§ **Exercise**: Would you print every entry below exactly as written, omitting the images?

(Entries provided)

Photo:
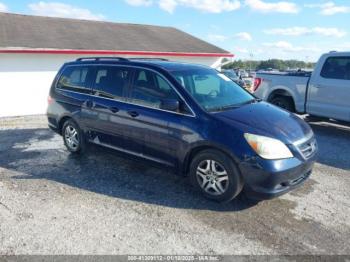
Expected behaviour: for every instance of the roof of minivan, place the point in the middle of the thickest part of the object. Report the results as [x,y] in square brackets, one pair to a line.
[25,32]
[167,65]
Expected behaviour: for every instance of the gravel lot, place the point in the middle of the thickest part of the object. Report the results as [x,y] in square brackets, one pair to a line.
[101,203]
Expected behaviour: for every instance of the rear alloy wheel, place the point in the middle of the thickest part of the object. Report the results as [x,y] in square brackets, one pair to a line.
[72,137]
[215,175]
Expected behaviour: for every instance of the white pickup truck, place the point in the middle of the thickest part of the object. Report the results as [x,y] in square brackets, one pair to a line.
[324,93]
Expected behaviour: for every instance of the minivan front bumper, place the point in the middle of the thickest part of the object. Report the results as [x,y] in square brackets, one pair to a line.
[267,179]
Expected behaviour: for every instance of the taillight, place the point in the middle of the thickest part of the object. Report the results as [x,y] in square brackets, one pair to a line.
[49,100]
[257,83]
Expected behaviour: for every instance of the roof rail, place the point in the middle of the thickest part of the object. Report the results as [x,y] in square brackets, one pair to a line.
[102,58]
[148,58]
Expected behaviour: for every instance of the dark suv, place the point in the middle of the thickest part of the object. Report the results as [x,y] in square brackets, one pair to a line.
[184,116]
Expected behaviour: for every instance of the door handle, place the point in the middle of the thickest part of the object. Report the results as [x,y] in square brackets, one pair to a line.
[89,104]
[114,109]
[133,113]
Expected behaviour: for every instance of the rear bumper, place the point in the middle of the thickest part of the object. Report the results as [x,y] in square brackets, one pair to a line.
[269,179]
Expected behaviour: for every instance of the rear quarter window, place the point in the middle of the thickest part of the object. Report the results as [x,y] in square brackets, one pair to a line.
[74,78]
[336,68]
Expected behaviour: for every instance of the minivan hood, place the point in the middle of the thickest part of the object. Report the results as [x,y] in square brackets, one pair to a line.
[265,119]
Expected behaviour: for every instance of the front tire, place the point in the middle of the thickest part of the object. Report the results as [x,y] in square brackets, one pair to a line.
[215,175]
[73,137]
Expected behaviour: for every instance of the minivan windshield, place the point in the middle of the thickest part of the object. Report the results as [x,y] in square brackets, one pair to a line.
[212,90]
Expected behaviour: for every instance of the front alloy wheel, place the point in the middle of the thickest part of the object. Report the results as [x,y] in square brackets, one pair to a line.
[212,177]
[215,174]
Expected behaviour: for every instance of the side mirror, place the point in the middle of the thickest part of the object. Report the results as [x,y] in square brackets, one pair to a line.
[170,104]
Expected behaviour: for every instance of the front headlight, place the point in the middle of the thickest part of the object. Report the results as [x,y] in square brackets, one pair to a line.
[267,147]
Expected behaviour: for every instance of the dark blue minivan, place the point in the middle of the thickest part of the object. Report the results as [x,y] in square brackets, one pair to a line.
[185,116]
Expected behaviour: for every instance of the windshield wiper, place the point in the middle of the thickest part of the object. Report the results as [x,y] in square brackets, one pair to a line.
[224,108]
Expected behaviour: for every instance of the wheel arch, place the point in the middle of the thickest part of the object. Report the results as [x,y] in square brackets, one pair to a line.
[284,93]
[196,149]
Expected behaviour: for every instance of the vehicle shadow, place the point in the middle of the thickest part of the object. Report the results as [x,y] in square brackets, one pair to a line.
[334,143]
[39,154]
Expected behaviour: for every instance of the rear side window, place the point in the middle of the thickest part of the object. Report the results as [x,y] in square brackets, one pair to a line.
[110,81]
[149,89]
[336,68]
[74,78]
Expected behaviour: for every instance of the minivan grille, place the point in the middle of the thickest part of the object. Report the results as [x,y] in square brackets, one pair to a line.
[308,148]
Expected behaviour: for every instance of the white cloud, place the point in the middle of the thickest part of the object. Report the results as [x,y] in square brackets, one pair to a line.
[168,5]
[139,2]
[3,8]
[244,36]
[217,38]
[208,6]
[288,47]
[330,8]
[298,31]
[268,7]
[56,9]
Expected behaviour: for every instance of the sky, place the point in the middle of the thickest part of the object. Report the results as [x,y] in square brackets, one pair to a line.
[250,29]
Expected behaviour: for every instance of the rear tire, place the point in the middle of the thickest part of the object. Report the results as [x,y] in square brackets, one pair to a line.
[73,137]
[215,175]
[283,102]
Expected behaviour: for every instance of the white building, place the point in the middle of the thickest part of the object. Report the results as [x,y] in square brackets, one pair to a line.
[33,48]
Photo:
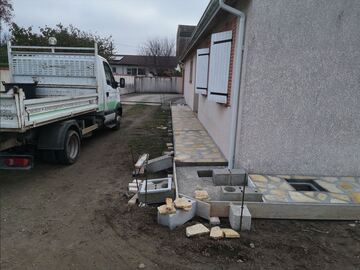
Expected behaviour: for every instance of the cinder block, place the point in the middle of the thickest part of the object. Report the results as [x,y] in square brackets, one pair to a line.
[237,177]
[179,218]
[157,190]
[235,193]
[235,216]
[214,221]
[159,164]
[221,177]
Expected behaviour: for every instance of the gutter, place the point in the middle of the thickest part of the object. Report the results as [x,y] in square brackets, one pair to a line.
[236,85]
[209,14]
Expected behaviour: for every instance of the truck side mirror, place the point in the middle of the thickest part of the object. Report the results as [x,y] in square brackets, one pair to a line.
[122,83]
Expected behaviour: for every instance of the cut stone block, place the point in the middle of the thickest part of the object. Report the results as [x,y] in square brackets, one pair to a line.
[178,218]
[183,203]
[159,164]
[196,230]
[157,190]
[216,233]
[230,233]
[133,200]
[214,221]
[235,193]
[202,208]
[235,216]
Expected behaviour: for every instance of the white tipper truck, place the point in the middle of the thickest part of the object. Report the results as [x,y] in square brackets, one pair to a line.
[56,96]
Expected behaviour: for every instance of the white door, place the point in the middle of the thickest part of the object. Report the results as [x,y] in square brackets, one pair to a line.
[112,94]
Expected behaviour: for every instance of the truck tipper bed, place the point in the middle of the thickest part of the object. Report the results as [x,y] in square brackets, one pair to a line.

(End Entries provided)

§ **Output for this exercise**:
Photo:
Expected behaviour: for every instance of the roof of minivan, place the point in the middle of the thickest part of the object. Report the results as [x,y] in square brackets, one pair to a line.
[25,32]
[167,65]
Expected behaviour: for every instance of the gravel lot, place the point in the middle of the thickest part of the object. Report the results as [x,y] in square brackets, one pair to a line.
[101,203]
Expected behaviour: for every instance of the rear alloy wheel, place the point in the middle of the thickest part of the object. Report the results as [x,y] in square brackets, one pair to a line.
[72,137]
[215,175]
Expected behaviour: for every instance of the white pickup truck, place the point in the middle of the thickest part of the object. Report the results as [x,y] in square brackets, one pair to a line.
[324,93]
Expected behaviour: for every instance of the minivan front bumper, place the point in the middle of the thickest part of the object. Report the results as [x,y] in square brackets, one pair to a line.
[267,179]
Expected behaviour: for every instance of the taillight, place the point in the middle of the thickest part of the object. Report the results as [x,y] in square brackets, one pair to a line.
[49,100]
[257,83]
Expected behaviour: for every instance of the roof rail, place the point in the middle of the thickest part of the object. Report the results as [x,y] in square brackets, one pair to a line.
[102,58]
[148,58]
Expected behaviour: for every instance of the dark suv, place the point in the middle of the thickest part of the object. Report the results as [x,y] in square brackets, one pair to a line.
[184,116]
Expected behaviour: for every instance of the door handle, place the point in the middle of the thickest part of the object. Report the results as [x,y] in square brackets, one pair to a line.
[89,104]
[114,109]
[133,113]
Expected behaviour: for every instance of the rear bumper, place the point in the middle of the thickest part of the object. Report the results as [x,y] in square brackets, one pair to a line.
[269,179]
Expected behaviour: for every instance of the rear quarter window, place the point in the middle of the thickest part of the object. Report the results as [x,y] in square brackets, one pair to a line.
[74,78]
[336,68]
Expected behaviour: for every instance of the minivan hood, place the point in the middle of the thickest part of the object. Report the results as [x,y] in square brackets, one pair to a line.
[265,119]
Expected behaviour: for every instance of the front tire, place the point in the middle of the thickest part of the object. Report the results as [x,y] in square brackets, one pair to a line.
[215,175]
[73,137]
Expected behaviour: for every instance of the minivan windshield, place the point in the middle of the thickest part of the object. Report the results as [x,y] in square brackets, one pair to a line.
[212,90]
Expected behaviour: for every instance of the front alloy wheel, place the point in the middle of the thickest part of the object. Report the results as [x,y] in square brackets, one pair to a line.
[212,177]
[215,174]
Expected behaviour: for every instance of the side mirror, place the point in the middle of the thickest part of the object. Report the results as [x,y] in square brackets, one pair to a line.
[170,104]
Expected behaviour: for every instance of the front headlight, place the point in the middle of the thickest part of the object. Report the results as [x,y] in square brackets, one pair to a line.
[267,147]
Expected behaviour: for every instance of the dark blue minivan, place the point in the middle of the thickest part of the object. Report the results as [x,y] in square brackets, one pair to a line.
[185,116]
Expected behaviour: for every instance of the windshield wiper, place the point in the middle of the thickest part of the object. Report the results as [x,y] in square brackets, one pair to a line.
[224,108]
Expected behaviour: for every instance of the wheel arch, place the point in the middle of the thickest part of the object. Report the results as [x,y] in square brackets, one pair to a line.
[284,93]
[196,149]
Expected behaviour: for every instance of the vehicle shadow, place the point in the middle of the thickest part of the object. Report the results as [x,y] in square brackets, one pair to a line.
[334,143]
[39,154]
Expected behaviour: for every instance of the rear side window, place the point in the middle of the thickest part of the object. Report the results as [x,y] in square brackets, one pair to a line.
[110,81]
[149,89]
[336,68]
[74,78]
Expected behaviour: for every instance of the minivan grille, place the point in the middle of the thickest part of the object. Report the results as [x,y] in square brackets, one pair to a line.
[308,148]
Expected behaviour: for every instance of the white cloud, place the point in the middle of the thickest part of the object. Report the results as [x,y] in square brackets, one pair to a line.
[168,5]
[139,2]
[3,8]
[244,36]
[217,38]
[208,6]
[288,47]
[330,8]
[298,31]
[268,7]
[56,9]
Expected behaviour: for every instance of the sky, place the point in the middle of the thickest part of the object. Report the results as [x,y] in square brackets, one pair to a line.
[250,29]
Expected behaviour: for every instance of the rear tire, place the point in the middle of the thickest part of the object. Report the results as [x,y] in square brackets, one pair to a line.
[73,137]
[215,175]
[283,102]
Expected behaviour: for every instance of the white building, place the point in the middle of the thickest part of the object. Report the results as [x,y] in square brackets, one pair to a line.
[33,48]
Photo:
Expected behaviour: for every instance of the cinder block, place the point in the middle of the thickest part of the object. Report the results as [x,y] in square brackets, one pair to a line.
[237,177]
[179,218]
[157,190]
[235,193]
[235,216]
[214,221]
[159,164]
[221,177]
Expected behaviour: for every instance of the gutter, place the point in the middle of the thickest part of the object. Report the results as [x,y] in square brackets, one pair to a line.
[236,85]
[209,14]
Expected behaviour: for every instance of the truck side mirror, place the point in the middle of the thickest part of the object. Report the results as [x,y] in square brackets, one pair to a line.
[122,83]
Expected behaviour: for every instance of the cut stone block, place the point in the middle of the thickest part of the object. Report the results as [x,y] in square brackets, one pair to a line.
[178,218]
[183,203]
[159,164]
[196,230]
[157,190]
[216,233]
[230,233]
[133,200]
[214,221]
[235,193]
[202,208]
[235,216]
Expected behaviour: for every instance of the white tipper truck, place the point in the middle of the thickest part of the object. Report the results as [x,y] in square brackets, one pair to a line.
[56,96]
Expected behaviour: for every instance of the white door, place the point in the middle of the thickest part of the object. Report the results as [x,y] in square brackets, one pair to a line.
[112,94]
Expected behaviour: for every instance of the truck tipper bed, place the point in the middle of the thickest part of the object. Report the results as [x,y] in square brackets, one pair to a line.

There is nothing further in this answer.